— begin —

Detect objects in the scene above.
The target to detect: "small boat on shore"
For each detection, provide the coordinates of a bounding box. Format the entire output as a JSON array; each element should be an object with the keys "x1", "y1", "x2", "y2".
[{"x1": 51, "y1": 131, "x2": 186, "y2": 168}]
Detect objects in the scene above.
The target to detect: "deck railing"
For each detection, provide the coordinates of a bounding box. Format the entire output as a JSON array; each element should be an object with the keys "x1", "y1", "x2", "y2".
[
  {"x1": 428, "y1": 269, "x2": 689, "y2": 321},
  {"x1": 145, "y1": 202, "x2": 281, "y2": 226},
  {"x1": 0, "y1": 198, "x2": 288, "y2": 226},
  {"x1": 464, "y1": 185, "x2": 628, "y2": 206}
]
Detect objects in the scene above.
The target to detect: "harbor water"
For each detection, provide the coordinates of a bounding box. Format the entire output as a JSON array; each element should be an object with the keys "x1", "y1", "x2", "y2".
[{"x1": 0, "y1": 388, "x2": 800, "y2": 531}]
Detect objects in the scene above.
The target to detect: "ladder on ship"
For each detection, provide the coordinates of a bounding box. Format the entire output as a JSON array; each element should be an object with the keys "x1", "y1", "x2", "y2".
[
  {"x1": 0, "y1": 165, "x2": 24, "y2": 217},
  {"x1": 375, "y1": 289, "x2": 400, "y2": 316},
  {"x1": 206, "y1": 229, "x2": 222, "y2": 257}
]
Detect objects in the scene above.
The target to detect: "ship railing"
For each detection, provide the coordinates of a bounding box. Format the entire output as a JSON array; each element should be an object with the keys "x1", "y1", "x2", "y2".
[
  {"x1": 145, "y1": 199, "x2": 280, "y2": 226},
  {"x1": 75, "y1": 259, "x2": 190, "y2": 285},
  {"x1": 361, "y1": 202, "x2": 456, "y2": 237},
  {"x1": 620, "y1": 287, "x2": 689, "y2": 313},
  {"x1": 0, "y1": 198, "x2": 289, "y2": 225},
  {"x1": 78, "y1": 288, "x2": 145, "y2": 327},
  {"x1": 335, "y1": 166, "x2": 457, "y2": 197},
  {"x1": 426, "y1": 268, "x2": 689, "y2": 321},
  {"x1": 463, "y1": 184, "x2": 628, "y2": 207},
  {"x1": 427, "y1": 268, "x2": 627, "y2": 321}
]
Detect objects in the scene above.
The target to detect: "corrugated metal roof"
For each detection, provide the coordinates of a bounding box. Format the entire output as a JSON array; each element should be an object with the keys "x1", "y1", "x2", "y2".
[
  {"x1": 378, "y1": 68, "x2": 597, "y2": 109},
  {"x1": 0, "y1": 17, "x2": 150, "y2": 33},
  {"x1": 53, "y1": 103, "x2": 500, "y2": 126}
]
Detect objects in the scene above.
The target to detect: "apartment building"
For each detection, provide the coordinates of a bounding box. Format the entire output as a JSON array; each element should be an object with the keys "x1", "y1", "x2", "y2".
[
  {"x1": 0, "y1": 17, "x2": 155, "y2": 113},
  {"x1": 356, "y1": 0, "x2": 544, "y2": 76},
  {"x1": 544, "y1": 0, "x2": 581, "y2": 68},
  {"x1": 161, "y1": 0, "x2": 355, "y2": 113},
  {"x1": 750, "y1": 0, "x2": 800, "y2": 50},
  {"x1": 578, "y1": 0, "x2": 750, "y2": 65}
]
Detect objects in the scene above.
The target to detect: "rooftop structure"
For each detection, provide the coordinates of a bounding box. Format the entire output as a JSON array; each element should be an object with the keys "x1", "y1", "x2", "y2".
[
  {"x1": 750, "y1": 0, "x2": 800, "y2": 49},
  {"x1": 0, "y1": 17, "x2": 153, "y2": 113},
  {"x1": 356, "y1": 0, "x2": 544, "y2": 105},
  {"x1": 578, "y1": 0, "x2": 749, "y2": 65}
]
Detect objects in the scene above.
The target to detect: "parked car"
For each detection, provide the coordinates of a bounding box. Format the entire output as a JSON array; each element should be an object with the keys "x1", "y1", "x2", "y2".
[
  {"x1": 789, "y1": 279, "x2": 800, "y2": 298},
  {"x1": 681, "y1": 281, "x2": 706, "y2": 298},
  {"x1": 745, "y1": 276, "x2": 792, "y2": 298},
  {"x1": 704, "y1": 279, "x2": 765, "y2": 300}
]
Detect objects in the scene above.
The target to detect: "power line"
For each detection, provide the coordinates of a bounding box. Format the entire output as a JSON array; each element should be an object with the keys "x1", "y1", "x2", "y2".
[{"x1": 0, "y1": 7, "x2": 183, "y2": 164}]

— end —
— begin —

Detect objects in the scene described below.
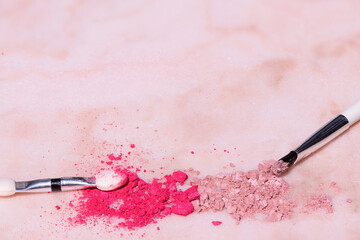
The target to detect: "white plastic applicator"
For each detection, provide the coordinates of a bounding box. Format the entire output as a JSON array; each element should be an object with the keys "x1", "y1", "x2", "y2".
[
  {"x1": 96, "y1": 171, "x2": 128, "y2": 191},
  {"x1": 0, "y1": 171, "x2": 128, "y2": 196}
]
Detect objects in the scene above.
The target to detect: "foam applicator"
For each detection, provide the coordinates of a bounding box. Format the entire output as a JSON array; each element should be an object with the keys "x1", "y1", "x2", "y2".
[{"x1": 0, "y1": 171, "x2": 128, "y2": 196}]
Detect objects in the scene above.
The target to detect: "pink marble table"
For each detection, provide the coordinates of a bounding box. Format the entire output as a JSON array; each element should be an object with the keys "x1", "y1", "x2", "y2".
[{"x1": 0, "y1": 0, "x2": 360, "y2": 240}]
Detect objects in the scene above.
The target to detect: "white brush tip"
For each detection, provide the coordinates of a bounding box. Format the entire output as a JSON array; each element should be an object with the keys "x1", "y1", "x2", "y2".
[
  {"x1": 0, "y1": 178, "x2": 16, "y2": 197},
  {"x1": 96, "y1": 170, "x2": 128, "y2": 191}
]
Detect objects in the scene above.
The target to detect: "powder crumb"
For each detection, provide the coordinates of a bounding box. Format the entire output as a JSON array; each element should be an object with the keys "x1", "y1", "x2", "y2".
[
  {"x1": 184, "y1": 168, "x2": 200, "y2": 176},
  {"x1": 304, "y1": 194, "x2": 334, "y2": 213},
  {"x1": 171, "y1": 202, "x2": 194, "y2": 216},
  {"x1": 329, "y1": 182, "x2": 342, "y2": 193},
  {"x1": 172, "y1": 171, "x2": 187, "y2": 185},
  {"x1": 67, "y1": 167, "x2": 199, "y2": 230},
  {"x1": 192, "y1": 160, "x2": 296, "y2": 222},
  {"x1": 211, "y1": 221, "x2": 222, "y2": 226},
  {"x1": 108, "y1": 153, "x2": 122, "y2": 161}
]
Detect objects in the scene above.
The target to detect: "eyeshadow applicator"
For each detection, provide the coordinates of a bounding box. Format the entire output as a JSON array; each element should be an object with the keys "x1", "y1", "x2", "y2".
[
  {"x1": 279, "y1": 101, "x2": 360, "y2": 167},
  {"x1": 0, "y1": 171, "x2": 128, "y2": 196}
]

— end —

**What you are asked to do:** List every line in the items above that contains the word "white", copying each one in full.

**Complete output:**
The target to detect: "white plastic applicator"
The target to detect: "white brush tip"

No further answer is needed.